-- BEGIN MATERIAL SUPPLIED --
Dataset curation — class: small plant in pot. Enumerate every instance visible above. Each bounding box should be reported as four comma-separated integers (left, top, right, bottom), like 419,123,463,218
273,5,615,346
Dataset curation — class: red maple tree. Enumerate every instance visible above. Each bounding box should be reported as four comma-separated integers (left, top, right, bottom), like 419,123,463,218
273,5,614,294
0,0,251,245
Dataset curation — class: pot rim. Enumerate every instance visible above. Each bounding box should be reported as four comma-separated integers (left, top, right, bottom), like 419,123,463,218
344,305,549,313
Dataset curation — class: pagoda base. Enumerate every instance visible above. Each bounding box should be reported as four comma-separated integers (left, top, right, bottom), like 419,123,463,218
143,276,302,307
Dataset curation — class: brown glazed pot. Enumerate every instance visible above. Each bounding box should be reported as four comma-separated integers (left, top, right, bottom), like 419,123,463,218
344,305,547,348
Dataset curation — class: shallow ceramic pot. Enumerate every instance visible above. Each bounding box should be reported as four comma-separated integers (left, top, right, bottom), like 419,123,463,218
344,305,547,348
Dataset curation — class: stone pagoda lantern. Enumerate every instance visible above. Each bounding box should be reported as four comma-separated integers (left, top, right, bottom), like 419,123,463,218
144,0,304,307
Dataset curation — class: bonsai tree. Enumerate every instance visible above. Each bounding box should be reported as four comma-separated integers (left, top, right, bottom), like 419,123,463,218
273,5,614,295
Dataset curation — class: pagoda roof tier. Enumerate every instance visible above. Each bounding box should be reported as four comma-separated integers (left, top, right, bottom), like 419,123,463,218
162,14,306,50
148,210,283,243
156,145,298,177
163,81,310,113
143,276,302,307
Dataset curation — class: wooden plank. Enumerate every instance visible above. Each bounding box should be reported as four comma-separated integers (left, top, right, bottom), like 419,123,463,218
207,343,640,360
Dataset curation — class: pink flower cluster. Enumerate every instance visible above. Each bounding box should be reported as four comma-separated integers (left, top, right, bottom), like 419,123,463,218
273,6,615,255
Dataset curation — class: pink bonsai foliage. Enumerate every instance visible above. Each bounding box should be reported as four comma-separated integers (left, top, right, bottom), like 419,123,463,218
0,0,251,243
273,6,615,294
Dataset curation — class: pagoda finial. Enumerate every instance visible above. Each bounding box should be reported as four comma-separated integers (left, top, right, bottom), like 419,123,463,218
-- END MATERIAL SUPPLIED --
Update the material from its first line through the line with "273,5,614,295" by replacing "Dataset curation" with "Label audit", leaving everything else unchanged.

▶ [OUTPUT FOR THIS EXERCISE]
Label audit — class: small plant in pot. Enumerate every instance visible above. Each bounding box should be reported as four comma-separated integers (left, top, right, bottom), like 419,123,463,218
273,5,615,346
Label audit — class: red maple tree. Enumerate every instance visible above. Each bounding box should be reported as four comma-separated integers (left, top, right, bottom), like 419,123,463,218
273,5,614,294
0,0,251,245
Label audit — class: pot rim. Enumerate every instance visible above. Each bounding box should be reported as four comma-separated integers (left, top, right, bottom), like 419,123,463,218
344,305,549,313
Label audit — class: pagoda base. Enumerate every instance visible above. Each bounding box should be reported as four comma-separated integers (left, top, right, bottom), like 419,123,463,218
143,276,302,307
Label audit — class: brown glazed pot. Enumerate every instance visible above. Each bounding box should be reported as four comma-separated integers (left, top, right, bottom), like 419,123,463,218
344,305,547,348
Label audit — class: shallow ceramic pot. Enumerate every instance visible above. Each bounding box should be reported as four comma-separated integers (left, top, right, bottom), like 419,123,463,218
344,305,547,348
Label audit — class: stone pagoda lantern. Enumerate every instance visible above. Each bounding box should be reported as four comma-separated integers (left, top, right, bottom), like 419,123,463,218
144,0,304,307
Label audit — class: bonsai tree. Enumerate every instance visible above. Each bounding box should be reported as four comma-separated integers (left, top, right, bottom), like 419,123,463,218
273,5,614,295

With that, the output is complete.